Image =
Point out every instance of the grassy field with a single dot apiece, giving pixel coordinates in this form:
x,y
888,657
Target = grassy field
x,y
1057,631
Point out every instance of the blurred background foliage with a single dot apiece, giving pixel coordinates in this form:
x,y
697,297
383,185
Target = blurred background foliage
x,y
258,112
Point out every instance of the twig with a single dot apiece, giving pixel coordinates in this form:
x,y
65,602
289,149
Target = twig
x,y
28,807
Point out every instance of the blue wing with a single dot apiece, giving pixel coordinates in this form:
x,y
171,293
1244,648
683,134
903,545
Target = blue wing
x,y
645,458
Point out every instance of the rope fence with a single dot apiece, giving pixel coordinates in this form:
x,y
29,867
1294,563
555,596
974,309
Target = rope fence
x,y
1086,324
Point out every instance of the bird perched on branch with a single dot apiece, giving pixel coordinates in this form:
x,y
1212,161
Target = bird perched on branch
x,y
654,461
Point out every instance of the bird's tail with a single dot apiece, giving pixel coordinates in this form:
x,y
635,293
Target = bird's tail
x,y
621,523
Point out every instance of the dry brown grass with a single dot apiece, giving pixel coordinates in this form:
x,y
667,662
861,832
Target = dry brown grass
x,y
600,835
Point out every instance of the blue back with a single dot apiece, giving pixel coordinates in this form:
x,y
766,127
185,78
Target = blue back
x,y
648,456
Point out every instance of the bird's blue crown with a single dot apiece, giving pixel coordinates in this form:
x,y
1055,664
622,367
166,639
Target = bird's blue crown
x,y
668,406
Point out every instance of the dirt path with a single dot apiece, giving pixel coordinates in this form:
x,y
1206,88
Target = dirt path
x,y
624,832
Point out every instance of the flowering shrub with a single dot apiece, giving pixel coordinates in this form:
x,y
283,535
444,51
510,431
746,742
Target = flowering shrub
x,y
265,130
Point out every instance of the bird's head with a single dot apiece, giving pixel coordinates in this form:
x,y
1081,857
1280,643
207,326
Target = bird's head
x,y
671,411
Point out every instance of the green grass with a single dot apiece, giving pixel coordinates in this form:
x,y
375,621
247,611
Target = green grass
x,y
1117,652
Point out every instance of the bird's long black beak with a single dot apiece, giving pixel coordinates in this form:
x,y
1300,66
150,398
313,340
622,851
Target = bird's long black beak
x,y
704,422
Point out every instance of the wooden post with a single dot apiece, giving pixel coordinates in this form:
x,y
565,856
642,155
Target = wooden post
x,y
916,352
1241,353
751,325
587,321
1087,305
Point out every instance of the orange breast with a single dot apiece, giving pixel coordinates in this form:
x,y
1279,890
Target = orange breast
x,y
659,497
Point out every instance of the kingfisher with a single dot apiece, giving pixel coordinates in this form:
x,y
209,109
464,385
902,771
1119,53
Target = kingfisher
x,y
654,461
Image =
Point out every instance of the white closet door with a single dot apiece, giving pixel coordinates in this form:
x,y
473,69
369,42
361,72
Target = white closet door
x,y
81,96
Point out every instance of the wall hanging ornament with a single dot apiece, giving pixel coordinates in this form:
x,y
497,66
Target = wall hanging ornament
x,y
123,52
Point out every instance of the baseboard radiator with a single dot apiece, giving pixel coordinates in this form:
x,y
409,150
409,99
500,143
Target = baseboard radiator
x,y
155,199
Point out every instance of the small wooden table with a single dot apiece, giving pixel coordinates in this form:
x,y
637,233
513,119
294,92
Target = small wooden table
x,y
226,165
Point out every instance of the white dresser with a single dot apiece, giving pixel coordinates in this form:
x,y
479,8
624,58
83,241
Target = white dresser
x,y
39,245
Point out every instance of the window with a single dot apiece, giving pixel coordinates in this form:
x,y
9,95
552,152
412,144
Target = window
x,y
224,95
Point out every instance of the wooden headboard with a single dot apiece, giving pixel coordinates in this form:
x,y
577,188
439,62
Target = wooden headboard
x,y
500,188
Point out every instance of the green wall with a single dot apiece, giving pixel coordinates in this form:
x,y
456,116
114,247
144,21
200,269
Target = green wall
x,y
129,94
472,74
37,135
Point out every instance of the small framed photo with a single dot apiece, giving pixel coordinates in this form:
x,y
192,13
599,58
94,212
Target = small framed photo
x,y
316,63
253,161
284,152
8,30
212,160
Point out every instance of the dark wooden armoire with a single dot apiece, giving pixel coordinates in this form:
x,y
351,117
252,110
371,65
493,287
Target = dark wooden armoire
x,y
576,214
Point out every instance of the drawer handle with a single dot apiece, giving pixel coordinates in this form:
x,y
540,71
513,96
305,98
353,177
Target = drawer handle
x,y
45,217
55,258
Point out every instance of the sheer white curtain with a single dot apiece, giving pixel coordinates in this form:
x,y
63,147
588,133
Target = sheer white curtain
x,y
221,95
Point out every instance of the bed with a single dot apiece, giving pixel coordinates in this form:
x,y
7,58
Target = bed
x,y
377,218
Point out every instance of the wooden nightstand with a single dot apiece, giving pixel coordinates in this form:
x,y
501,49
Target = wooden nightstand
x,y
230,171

========================================================================

*About this task*
Each record is to be repeated exactly.

*Result*
Image =
Point out every instance of the grassy field with a single dot apiece, giving pixel coordinates in this form:
x,y
888,657
Target = grassy field
x,y
1057,631
Point out every instance of the blurred background foliage with a single dot apiece, giving pixel coordinates in this form:
x,y
697,297
383,185
Target = blurred background foliage
x,y
258,112
Point out every instance of the twig with a single dot apiece, giving pixel coordinates in this form:
x,y
65,602
289,149
Target = twig
x,y
28,807
Point out every instance of the blue wing with a single dot apiece, giving pixel coordinates in this form:
x,y
171,293
1244,648
683,134
903,545
Target = blue wing
x,y
645,458
Point out every instance of the rope fence with a single dot apiece, giving pixel coordinates in this form:
x,y
29,867
1294,563
555,596
974,309
Target = rope fence
x,y
1086,324
Point out every instance of the bird perched on branch with a single dot apiece, giving pixel coordinates in this form:
x,y
1212,161
Target = bird perched on branch
x,y
654,461
Point out every instance of the bird's tail with a single dot apiece, giving pixel coordinates in this form:
x,y
635,293
Target = bird's tail
x,y
621,523
Point out every instance of the dry brown grass with a single dot apiece, giving pixel coordinates in this form:
x,y
667,662
861,832
Target = dry brown grass
x,y
600,835
Point out every instance of the blue back with a single dot apiece, giving pixel coordinates in this form:
x,y
766,127
185,78
Target = blue back
x,y
648,456
Point out every instance of the bird's blue crown with a single dot apiece, giving pixel coordinates in this form:
x,y
1055,664
622,367
166,639
Target = bird's blue crown
x,y
668,406
Point out every instance of the dirt path with a single dot apiece, giving pixel coordinates in this form:
x,y
1206,88
Target = dirt path
x,y
624,832
Point out every instance of the flowering shrub with a single dot apiece, giving pixel coordinates in this form:
x,y
283,535
444,51
510,431
746,742
Target = flowering shrub
x,y
265,130
Point out every instance of the bird's head with a single dot apiece, giving pixel coordinates in this form:
x,y
1081,857
1280,643
207,326
Target = bird's head
x,y
671,411
Point out every instance of the green grass with a single dot apiece, giving pixel coordinates in this form:
x,y
375,621
247,611
Target = green grass
x,y
1117,652
Point out every instance of the bird's long black beak with a single dot apiece, giving pixel coordinates in this form:
x,y
1300,66
150,398
313,340
622,851
Target = bird's long black beak
x,y
704,422
Point out every instance of the wooden post with a single dot apiece, giving pixel coordinates in this form:
x,y
565,856
642,155
Target = wooden post
x,y
916,352
1241,353
751,325
587,321
1087,305
Point out every instance of the orange breast with a single dot apiece, giving pixel coordinates in this form:
x,y
1279,890
Target = orange breast
x,y
659,497
Point out every instance of the kingfisher with a single dot apiece, giving pixel coordinates in this form:
x,y
209,109
464,385
902,771
1119,53
Target = kingfisher
x,y
654,461
Image =
Point out every instance of the white closet door with a single dot apiece, giving pixel coordinates in this form:
x,y
473,69
369,42
361,72
Target = white closet door
x,y
81,96
Point out every instance of the wall hanging ornament with a single dot apiece, giving pixel coordinates in this form:
x,y
497,66
Target = wall hanging ornament
x,y
123,52
Point out every instance of the baseboard radiator with a single dot apiece, giving pixel coordinates in this form:
x,y
409,150
409,99
500,143
Target = baseboard radiator
x,y
155,199
Point out every instance of the small wooden table with a single dot apiece, giving pixel coordinates in this form:
x,y
637,233
513,119
294,92
Target = small wooden table
x,y
226,165
Point out every instance of the white dresser with a single dot apiece, giving pixel coordinates in this form:
x,y
479,8
624,58
83,241
Target = white dresser
x,y
39,245
Point out every instance of the window with a single dot apiece, giving pixel coordinates in this form:
x,y
9,95
552,152
412,144
Target = window
x,y
224,95
Point out every instance of the wooden headboard with a single dot apiece, giving pixel coordinates in this form:
x,y
577,188
439,62
Target = wooden headboard
x,y
500,188
Point out every instance of the green wall with a single dot apiece, giving pixel coordinates in this form:
x,y
456,116
114,247
144,21
200,269
Target = green wall
x,y
129,94
472,74
37,135
Point out every instance of the small framed photo with a single dot apiece, giving pixel coordinates in this form:
x,y
192,13
599,58
94,212
Target = small framed photo
x,y
316,63
253,161
284,152
8,30
212,160
Point out every instance of the dark wooden armoire with a single dot apiece, giving pixel coordinates in this form:
x,y
351,117
252,110
371,65
493,287
Target = dark wooden armoire
x,y
576,214
Point out every instance of the drawer handle with a single dot apiece, giving pixel coordinates in this form:
x,y
540,71
513,96
305,98
353,177
Target = drawer handle
x,y
45,217
55,258
Point out every instance of the sheer white curtain with a single dot apiece, giving pixel coordinates in this form:
x,y
63,147
588,133
Target = sheer white curtain
x,y
221,95
Point out every instance of the bed with a single dot apiece, giving pixel coordinates in this form:
x,y
7,58
Target = bed
x,y
377,218
Point out every instance of the wooden nightstand with a single dot apiece, giving pixel coordinates in this form:
x,y
501,49
Target = wooden nightstand
x,y
230,171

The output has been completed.